Dans l'extrait ci-dessous, relevez toutes les personnes désignées à la fois par un prénom et un nom de famille.
***** Extrait choisi *****
Déclaré mort plusieurs heures durant, puis en état de mort cérébrale, Yvan Colonna est en réalité plongé dans le coma, entre la vie et la mort, à l’hôpital de Marseille. L’embarras des autorités est palpable et les nuages sombres survolent aussitôt ce qu’il convient d’appeler la nouvelle Affaire Colonna.
Les questions sont nombreuses et les proches du prisonnier corse, et tout le peuple corse, ne manqueront pas d’exiger des réponses. Car la situation est on ne peut plus confuse. La famille s’est exprimée à ce sujet.
Des questions sans réponse
Pourquoi a-t-on annoncé à la famille que le militant nationaliste corse a été blessé à la suite d’une rixe, qui impliquerait donc les deux individus, et non d’une agression subie ? Les faits étaient pourtant connus immédiatement…
Pourquoi la famille est-elle ensuite demeurée sans nouvelles et livrée à elle-même pour obtenir la moindre information ?
Qui est à l’origine de la fausse nouvelle de la mort d’Yvan Colonna ? Pourquoi les services officiels ont-ils pris le risque de n’apporter aucun démenti et laisser prospérer une telle fausse information ?
Comment un prisonnier, statutairement qualifié de détenu particulièrement surveillé a-t-il pu être l’objet d’une tentative d’assassinat dans une prison hautement surveillée ?
Comment se peut-il que le personnel pénitentiaire ait mis tant de temps à intervenir ? A plus forte raison que la pièce dans laquelle Yvan Colonna est agressé bénéficie d’un système de vidéo-surveillance.
Si, à l’intérieur du système carcéral, il est des détenus dont l’intégrité physique doit être précieusement protégée, tant les répercussions, dans la société, pourraient être dommageables pour l’Etat, Yvan Colonna fait bien partie de ceux-là. La France l’apprendra à ses dépens et nul doute que la mobilisation sur l’île de beauté de ce jour ne se contentera pas des réponses vagues d’un système étatique défaillant à tous les niveaux. Car c’est un fait, l’ancien individu le plus recherché de France jouit d’un élan de solidarité qui anime toute la Corse. Et même au-delà.
Les questions dérangeantes remontent le cours du temps…
Pourquoi Yvan Colonna, et plus généralement les membres désignés par la justice comme ayant constitué le commando Erignac, sont-ils exclus des dispositions légales concernant le droit au rapprochement des prisonniers ? En d’autres termes, pourquoi l’Etat ne respecte-t-il pas ses propres lois ?
Pourquoi Yvan Colonna, Alain Ferrandi et Pierre Alessandri demeurent-ils toujours exclus des dispositions légales de libération conditionnelle et aménagement de peine quand l’Etat rechigne moins à libérer d’autres détenus qu’il estime pourtant, egalement hautement dangereux, ainsi de nombreux djihadistes condamnés pour entreprise terroriste ? Pourquoi ce deux poids, deux mesures ?
***** Données à examiner *****
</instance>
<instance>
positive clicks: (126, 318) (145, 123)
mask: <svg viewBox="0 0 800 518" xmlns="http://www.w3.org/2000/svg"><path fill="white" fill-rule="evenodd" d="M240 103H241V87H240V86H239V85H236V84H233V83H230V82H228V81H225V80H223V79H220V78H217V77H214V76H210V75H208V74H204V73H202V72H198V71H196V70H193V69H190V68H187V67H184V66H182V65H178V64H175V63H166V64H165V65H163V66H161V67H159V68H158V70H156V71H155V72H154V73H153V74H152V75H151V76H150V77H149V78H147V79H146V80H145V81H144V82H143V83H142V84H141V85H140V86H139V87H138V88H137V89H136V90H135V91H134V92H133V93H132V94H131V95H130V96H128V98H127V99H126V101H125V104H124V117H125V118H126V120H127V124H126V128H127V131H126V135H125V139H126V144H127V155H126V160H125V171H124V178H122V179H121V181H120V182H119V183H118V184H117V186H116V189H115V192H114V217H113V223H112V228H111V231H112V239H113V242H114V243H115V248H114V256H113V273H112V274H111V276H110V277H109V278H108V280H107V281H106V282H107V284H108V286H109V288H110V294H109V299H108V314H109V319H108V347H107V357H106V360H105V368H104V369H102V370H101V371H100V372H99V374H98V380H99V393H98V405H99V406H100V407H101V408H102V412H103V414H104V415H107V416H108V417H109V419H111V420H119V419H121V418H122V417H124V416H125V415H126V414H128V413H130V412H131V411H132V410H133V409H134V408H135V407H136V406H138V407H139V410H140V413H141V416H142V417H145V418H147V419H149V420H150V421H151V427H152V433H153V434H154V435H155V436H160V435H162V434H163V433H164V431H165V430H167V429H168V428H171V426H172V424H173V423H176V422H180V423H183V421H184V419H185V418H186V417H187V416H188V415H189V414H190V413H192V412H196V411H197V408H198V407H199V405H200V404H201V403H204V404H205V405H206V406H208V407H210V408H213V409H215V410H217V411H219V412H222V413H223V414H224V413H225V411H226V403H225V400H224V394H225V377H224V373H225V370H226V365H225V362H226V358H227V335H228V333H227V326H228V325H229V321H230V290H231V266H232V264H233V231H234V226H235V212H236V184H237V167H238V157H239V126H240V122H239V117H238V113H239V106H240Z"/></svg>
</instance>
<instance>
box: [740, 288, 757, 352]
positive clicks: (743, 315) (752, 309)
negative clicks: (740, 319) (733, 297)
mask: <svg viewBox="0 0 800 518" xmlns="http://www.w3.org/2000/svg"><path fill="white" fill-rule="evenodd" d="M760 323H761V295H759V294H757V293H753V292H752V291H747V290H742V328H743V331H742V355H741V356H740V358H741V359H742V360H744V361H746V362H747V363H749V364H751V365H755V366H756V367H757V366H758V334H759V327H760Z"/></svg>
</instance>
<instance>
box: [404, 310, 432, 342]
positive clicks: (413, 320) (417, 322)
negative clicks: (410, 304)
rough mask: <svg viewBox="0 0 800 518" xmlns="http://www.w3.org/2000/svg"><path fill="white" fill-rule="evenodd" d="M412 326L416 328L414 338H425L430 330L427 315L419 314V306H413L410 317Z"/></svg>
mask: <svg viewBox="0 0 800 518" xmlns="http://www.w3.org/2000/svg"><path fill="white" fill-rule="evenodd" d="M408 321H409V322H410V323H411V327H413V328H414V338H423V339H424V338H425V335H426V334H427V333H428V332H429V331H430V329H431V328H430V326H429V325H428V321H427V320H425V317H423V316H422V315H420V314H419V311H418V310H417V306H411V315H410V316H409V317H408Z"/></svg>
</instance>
*****
• _Réponse_:
Yvan Colonna
Alain Ferrandi
Pierre Alessandri